▶ [Enunciado 1] Atualize um trecho do texto sobre a contracultura, trocando "rebelde" por "insurgente". Comece no trecho que contém "Assim como tantos, GINSBERG" e termine depois de "de crime organizado.".

▶ [Texto de origem]
.....

Podemos constatar, portanto, os mesmos fatores formadores do modernismo no momento da contracultura, apesar das diferenças observadas. Vejamos mais de perto o nascimento deste movimento. Todos os autores estudados concordam que o nascimento da contracultura se dá com a publicação do poema “Howl”, de GINSBERG, Allen (1956). GINSBERG era uma das mais expressivas figuras do que ficou conhecido, por conta de uma frase dele mesmo, como a beat generation. Ele foi praticante de filosofias orientais e sua presença era aplaudida mesmo que não pronunciava palavra nenhuma. Os beats foram os precursores ideológicos dos hippies, que ficaram bem mais conhecidos e só surgiram nos anos 60; ambas as tribos eram adeptas da filosofia do Drop Out, ou seja, ao invés de tentar lutar por mudanças no sistema, preferiam cair fora e “curtir a vida” como bem entendessem, bem longe dos que poderiam os incomodar ou mais, mas sem dar importância às críticas e preconceitos dos “caretas”, na orla boêmia, aonde o conceito de normal, pouco a pouco, transformou-se, a ponto do “careta” ser mal-visto e não o jovem beat ou hippie.

Assim como tantos, GINSBERG vivia numa busca hedonista. Sem se preocupar com convenções de sua época, ou mesmo o bom senso, o poeta era um rebelde e procurou sua visões extáticas de maneira não- convencional com a ingestão de alucinógenos, estudos budistas; além de ser homossexual. Usamos GINSBERG como exemplo, mas poderíamos utilizar muitos outros, alguns até mais dramáticos, como Janis Joplin, Jimmi Hendrix ou Jim Morrison; todos morreram jovens e devido ao uso excessivo de entorpecentes. O poeta Beat viveu bem mais, até seus 70 anos. Tais excessos são o lado negro da contracultura, o calcanhar de Aquiles responsável pela derrocada final. Hoje não há profetas de drogas, como Timothy Leary ou Ken Keasey, em seus lugares, perigosas quadrilhas de crime organizado.

.....

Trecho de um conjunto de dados
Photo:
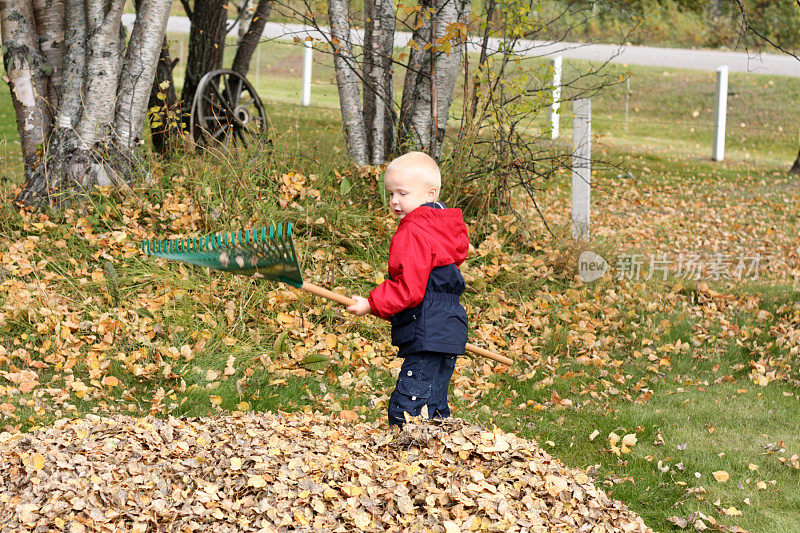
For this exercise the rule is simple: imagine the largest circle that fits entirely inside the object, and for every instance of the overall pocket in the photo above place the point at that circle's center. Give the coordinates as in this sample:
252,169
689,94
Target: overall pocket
404,326
409,396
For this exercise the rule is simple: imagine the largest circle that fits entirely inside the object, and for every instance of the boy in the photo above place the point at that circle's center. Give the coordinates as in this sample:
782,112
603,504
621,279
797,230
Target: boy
429,325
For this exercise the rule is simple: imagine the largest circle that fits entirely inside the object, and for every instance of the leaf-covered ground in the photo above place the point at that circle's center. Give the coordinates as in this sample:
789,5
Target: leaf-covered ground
269,472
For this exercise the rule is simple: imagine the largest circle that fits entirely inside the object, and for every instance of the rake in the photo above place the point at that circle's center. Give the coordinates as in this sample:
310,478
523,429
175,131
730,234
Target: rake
259,254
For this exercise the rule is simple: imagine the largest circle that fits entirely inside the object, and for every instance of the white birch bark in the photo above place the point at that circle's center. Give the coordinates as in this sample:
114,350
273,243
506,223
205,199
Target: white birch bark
138,70
417,109
102,71
72,72
347,80
378,97
49,16
23,62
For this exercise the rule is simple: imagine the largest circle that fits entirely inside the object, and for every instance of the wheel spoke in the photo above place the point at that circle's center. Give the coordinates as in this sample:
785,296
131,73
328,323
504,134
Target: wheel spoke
222,99
237,132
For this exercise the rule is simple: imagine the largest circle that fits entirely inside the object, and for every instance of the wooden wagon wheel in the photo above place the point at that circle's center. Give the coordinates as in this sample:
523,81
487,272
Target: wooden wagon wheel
227,108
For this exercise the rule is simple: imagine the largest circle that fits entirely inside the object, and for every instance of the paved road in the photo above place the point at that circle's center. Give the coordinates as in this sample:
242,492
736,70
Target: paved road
773,64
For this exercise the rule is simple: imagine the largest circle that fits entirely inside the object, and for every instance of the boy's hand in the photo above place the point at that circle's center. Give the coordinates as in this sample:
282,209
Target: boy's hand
361,307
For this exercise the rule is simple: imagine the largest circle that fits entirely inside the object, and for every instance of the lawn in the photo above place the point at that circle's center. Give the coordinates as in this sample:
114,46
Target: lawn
701,368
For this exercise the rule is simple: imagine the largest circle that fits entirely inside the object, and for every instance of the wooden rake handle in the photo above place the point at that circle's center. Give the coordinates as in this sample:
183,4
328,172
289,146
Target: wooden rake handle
345,300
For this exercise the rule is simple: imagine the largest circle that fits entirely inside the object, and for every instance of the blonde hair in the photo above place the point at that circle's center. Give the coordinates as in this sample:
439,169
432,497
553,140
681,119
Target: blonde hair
421,165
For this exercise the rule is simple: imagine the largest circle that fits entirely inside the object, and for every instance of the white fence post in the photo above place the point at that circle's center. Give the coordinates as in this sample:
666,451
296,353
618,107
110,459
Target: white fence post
720,113
627,99
553,111
581,166
307,62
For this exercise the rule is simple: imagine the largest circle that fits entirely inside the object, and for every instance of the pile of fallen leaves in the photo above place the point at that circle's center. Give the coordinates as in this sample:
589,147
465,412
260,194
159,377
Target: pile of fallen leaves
243,472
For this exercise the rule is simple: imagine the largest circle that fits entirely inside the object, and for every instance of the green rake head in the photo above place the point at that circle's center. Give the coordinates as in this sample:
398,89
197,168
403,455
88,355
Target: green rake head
250,253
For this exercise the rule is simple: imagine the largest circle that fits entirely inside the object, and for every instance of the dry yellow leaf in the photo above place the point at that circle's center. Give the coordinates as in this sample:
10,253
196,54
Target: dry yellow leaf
331,341
721,476
110,381
628,442
257,481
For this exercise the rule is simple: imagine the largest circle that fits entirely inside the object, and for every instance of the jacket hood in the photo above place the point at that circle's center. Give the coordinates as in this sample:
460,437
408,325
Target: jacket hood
446,230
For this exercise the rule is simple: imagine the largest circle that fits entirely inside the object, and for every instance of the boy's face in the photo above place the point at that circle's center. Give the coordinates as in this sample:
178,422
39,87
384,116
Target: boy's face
407,191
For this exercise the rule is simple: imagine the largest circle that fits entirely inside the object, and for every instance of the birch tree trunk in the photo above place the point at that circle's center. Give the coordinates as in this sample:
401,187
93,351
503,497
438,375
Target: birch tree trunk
379,117
49,17
206,44
433,67
164,124
136,78
23,63
348,82
64,56
102,71
249,41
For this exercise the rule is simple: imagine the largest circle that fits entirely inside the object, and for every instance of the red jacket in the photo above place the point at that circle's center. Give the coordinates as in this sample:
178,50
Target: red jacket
426,238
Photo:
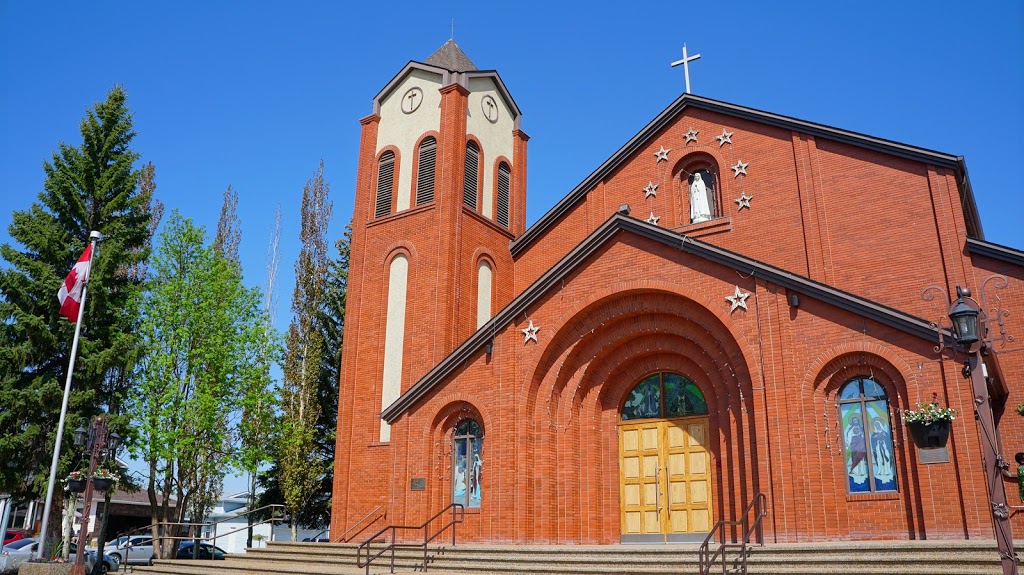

.....

▶ [Enunciado 2] Desloque em -108 cada coordenada das respostas nos registros, da linha que contém "the red jacket" até o fim dos registros. Reescreva somente essas linhas, com os pedidos incluídos e sem as imagens.

▶ [Resultado 1]
Assim como tantos, GINSBERG vivia numa busca hedonista. Sem se preocupar com convenções de sua época, ou mesmo o bom senso, o poeta era um insurgente e procurou sua visões extáticas de maneira não- convencional com a ingestão de alucinógenos, estudos budistas; além de ser homossexual. Usamos GINSBERG como exemplo, mas poderíamos utilizar muitos outros, alguns até mais dramáticos, como Janis Joplin, Jimmi Hendrix ou Jim Morrison; todos morreram jovens e devido ao uso excessivo de entorpecentes. O poeta Beat viveu bem mais, até seus 70 anos. Tais excessos são o lado negro da contracultura, o calcanhar de Aquiles responsável pela derrocada final. Hoje não há profetas de drogas, como Timothy Leary ou Ken Keasey, em seus lugares, perigosas quadrilhas de crime organizado.

▶ [Resultado 2]
For this exercise the rule is simple: imagine the largest circle that fits entirely inside the object, and for every instance of the red jacket in the photo above place the point at that circle's center. Give the coordinates as in this sample:
178,50
Target: red jacket
318,130
Photo:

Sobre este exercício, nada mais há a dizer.